E’ stato sicuramente il film dell’anno in Francia, ed anche dalle nostre parti sta andando bene nonostante il tema ostico. Il profeta di Jacques Audiard racconta l’esperienza di un giovane che entra in carcere a 19 anni, solo ed indifeso: e ne esce criminale vero, piccolo boss con una gang al proprio servizio.
E’ dunque una paradossale storia di crescita, in cui “diventare uomo” significa nella sostanza imparare ad uccidere per non essere ucciso. Il protagonista, Malik, è un nordafricano analfabeta che viene condannato a sei anni di prigione per motivi che non ci vengono detti: all’inizio ci sembra del tutto innocuo, vittima predestinata di un penitenziario francese che appare come il trionfo della legge di natura.
Non ci sono regole da rispettare, lo Stato non esiste, e a comandare non sono i secondini bensì il “clan dei corsi”. Nella recensione de “Il Profeta” su Giudizio universale, Giampaolo Fissore la definisce la “aristocrazia carceraria”: è un gruppetto di criminali spietati, capeggiati dal vecchio Cèsar, che tiene in pugno sia le guardie che i detenuti.
Appena arriva Malik, gli fa capire subito chi comanda ordinandogli di compiere un omicidio; adescando la vittima (un musulmano omosessuale) e tagliandogli la gola. Lo spettatore prevede che un gesto del genere si ripercuoterà ulteriormente sul povero Malik, facendogli pagare ben altro che i sei anni di condanna iniziali. Ed invece non succede assolutamente nulla: il personale penitenziario è sordo e cieco, e i crimini più sanguinosi possono avvenire in tutta tranquillità. Scusate lo spoiler, ma è per fare capire il tipo di ambiente in cui ci troviamo.

▶ **COMPITI DA SVOLGERE**:
(A) Ripeti parola per parola la parte della recensione compresa tra "Non ci sono" e "che i detenuti.", estremi inclusi.
(B) Secondo la recensione, a quanti anni di prigione viene condannato Malik?

▶ **RIGHE FORNITE**:
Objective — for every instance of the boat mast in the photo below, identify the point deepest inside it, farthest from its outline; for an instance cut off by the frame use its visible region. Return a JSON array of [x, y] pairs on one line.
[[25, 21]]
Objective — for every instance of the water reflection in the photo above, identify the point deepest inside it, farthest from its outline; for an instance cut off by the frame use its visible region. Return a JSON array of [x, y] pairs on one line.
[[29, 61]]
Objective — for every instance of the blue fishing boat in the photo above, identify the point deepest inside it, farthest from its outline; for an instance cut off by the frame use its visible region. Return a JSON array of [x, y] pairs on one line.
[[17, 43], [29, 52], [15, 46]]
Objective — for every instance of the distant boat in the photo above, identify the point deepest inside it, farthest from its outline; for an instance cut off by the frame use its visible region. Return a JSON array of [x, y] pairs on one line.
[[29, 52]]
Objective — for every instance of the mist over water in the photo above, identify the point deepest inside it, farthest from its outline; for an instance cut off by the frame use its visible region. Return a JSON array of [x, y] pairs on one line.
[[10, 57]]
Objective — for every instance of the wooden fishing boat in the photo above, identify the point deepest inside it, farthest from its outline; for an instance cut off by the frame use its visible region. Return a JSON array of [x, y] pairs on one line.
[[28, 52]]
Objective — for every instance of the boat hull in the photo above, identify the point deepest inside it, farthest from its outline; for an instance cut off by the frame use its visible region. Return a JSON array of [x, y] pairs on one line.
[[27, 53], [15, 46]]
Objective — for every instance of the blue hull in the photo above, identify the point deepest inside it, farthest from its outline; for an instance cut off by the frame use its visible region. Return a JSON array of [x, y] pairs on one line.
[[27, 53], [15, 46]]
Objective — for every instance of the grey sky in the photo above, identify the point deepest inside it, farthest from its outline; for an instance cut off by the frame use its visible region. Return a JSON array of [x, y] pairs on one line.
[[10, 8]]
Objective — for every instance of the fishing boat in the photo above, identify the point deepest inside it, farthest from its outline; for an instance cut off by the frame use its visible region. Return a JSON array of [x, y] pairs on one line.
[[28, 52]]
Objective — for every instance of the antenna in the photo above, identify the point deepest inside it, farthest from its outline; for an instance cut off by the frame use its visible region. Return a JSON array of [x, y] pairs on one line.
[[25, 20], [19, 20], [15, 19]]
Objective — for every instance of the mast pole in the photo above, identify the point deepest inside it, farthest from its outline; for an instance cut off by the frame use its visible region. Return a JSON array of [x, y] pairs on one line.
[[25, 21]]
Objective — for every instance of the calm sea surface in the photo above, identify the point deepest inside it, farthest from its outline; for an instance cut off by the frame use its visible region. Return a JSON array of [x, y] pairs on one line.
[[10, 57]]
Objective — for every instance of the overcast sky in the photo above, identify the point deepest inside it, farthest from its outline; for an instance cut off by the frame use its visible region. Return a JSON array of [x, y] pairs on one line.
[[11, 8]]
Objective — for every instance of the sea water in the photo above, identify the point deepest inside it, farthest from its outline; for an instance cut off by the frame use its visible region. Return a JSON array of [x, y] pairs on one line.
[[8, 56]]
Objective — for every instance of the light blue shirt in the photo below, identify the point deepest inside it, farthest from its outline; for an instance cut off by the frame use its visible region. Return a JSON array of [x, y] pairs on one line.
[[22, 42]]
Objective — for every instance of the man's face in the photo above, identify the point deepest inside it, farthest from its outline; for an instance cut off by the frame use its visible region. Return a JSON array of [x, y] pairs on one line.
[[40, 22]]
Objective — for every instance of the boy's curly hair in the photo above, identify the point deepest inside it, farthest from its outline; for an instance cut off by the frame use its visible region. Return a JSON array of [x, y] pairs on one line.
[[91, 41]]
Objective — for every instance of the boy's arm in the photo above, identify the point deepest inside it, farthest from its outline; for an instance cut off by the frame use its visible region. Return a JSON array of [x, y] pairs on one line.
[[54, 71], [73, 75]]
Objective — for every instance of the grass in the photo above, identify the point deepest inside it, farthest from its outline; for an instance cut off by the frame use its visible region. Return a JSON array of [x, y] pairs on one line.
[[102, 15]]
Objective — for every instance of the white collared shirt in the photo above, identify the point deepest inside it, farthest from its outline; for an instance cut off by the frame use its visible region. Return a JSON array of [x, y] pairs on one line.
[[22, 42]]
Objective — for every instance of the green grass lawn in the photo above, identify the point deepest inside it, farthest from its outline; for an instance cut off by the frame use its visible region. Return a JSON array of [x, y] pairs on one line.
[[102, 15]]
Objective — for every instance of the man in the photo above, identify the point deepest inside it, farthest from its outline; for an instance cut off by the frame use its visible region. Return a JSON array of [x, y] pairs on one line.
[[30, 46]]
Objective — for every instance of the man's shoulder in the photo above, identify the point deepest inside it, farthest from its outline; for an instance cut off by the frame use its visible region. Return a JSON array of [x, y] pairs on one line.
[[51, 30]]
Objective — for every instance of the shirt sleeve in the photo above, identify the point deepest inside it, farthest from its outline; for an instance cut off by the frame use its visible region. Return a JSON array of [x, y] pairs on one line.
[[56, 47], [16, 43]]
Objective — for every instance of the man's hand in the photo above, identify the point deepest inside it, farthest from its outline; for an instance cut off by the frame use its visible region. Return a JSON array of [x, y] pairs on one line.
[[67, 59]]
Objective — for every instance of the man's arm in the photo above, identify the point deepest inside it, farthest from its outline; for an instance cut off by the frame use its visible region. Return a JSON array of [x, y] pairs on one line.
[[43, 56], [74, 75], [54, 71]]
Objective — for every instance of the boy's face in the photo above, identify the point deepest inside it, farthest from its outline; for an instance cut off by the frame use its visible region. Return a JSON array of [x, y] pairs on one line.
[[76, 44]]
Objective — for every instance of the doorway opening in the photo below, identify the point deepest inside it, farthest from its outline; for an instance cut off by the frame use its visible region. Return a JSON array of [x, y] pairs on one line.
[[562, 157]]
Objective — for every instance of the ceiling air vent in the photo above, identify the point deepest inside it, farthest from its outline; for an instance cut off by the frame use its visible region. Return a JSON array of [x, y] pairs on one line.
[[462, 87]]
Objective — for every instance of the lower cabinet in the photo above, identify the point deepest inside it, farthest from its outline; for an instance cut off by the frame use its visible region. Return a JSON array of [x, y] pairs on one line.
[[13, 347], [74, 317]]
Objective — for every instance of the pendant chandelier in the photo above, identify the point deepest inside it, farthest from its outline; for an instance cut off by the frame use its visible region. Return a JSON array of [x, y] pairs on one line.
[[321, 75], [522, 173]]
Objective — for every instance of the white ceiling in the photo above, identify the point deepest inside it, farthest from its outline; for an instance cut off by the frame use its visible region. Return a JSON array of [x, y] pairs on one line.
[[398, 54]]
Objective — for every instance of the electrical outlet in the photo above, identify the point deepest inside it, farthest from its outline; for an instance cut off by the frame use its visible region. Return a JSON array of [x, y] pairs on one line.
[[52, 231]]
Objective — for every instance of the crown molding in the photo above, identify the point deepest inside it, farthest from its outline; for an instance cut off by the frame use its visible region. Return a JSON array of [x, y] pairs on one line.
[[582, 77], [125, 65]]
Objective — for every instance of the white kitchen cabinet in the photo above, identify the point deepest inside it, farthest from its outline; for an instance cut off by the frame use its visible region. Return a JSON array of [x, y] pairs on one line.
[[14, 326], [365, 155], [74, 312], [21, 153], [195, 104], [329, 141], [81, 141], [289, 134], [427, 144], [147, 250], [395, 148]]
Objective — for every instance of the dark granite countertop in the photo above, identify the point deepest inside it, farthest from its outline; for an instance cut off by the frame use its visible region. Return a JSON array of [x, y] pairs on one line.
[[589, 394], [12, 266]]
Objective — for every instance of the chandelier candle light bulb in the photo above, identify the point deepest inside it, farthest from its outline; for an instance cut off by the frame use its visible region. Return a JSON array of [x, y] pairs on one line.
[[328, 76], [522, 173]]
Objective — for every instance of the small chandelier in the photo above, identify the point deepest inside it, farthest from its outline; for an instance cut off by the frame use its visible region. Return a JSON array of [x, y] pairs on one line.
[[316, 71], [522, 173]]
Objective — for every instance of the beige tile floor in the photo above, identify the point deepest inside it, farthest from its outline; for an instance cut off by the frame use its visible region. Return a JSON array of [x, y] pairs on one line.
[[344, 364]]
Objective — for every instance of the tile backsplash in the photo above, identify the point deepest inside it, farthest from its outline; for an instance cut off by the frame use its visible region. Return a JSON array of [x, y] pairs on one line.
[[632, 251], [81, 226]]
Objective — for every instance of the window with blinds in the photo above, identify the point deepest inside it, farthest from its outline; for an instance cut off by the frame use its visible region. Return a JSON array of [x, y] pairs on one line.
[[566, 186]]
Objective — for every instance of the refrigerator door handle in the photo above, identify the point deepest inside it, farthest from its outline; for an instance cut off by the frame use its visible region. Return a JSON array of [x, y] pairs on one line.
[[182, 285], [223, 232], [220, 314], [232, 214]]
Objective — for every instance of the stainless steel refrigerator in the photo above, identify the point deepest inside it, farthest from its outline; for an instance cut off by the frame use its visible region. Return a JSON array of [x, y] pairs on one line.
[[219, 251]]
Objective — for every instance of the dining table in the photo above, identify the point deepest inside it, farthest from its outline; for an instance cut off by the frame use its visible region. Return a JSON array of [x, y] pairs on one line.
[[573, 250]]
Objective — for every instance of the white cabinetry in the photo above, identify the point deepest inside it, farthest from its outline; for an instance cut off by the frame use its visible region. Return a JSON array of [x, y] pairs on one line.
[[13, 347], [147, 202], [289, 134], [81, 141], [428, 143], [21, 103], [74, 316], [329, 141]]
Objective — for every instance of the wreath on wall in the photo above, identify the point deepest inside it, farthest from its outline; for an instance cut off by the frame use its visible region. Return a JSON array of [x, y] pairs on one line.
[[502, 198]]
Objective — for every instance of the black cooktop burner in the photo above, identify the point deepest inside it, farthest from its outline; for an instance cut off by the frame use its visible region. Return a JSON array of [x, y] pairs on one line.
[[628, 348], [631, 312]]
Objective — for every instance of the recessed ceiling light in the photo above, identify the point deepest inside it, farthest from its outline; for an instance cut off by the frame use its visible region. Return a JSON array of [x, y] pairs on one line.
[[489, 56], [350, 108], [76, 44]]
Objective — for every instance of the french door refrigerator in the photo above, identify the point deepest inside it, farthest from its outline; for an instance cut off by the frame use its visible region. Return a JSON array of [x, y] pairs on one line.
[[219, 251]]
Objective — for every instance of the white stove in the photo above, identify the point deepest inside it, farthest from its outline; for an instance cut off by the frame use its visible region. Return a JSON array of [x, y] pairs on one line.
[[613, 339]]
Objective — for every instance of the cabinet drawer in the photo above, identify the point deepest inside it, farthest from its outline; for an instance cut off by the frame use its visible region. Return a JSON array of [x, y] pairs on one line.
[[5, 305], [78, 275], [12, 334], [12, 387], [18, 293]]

▶ **RISULTATI DELL'ESERCIZIO**:
(A)
Non ci sono regole da rispettare, lo Stato non esiste, e a comandare non sono i secondini bensì il “clan dei corsi”. Nella recensione de “Il Profeta” su Giudizio universale, Giampaolo Fissore la definisce la “aristocrazia carceraria”: è un gruppetto di criminali spietati, capeggiati dal vecchio Cèsar, che tiene in pugno sia le guardie che i detenuti.

(B) Malik viene condannato a sei anni di prigione.